TEXT BLOCK
* * * * *

Disillusionment with the American Lifestyle as Reflected in Selected Works of Ernest Hemingway and F. Scott Fitzgerald

©2001 Magisterarbeit 102 Seiten


Paris has traditionally called to the American heart, beginning with the arrival of Benjamin Franklin in 1776 in an effort to win the support of France for the colonies’ War of Independence. Franklin would remain in Paris for nine years, returning to Philadelphia in 1785. Then, in the first great period of American literature before 1860, literary pioneers such as Washington Irving, James Fenimore Cooper, Henry Wadsworth Longfellow, Ralph Waldo Emerson, and Nathaniel Hawthorne were all to spend time in the French capital. Henry James, toward the close of the nineteenth century, was the first to create the image of a talented literary artist who was ready to foreswear his citizenship. From his adopted home in England he traveled widely through Italy and France, living in Paris for two years. There he became close friends with another literary expatriate, Edith Wharton, who made Paris her permanent home. Between them they gave the term „expatriate” a high literary polish at the turn of the century, and their prestige was undeniable. They were the ‘in’ cosmopolitans, sought out by traveling Americans, commented on in the press, the favored guests of scholars, as well as men and women of affairs.

* * * * *

ENTRIES SHOWN

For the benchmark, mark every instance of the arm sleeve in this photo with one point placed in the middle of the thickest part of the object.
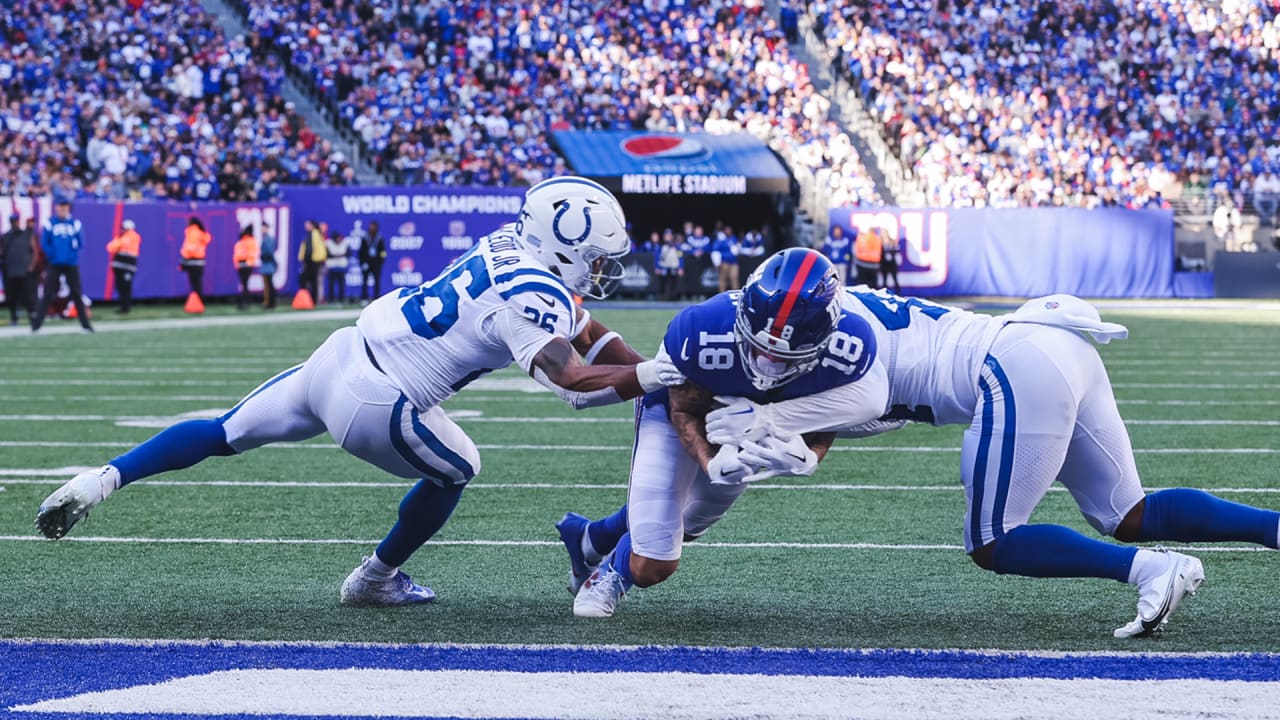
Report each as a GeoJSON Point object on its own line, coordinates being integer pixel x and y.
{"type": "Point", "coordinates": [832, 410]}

* * * * *

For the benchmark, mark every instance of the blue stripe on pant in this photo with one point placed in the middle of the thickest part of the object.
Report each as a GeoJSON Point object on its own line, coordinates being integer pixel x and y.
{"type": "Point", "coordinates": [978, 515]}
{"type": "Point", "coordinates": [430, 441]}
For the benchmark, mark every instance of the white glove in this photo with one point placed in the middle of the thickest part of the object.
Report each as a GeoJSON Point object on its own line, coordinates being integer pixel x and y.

* * * * *

WHAT TO WORK ON
From the text above about Americans in Paris, list every writer it names as a literary pioneer of the first great period of American literature before 1860.

EXERCISE SOLUTION
Washington Irving, James Fenimore Cooper, Henry Wadsworth Longfellow, Ralph Waldo Emerson, Nathaniel Hawthorne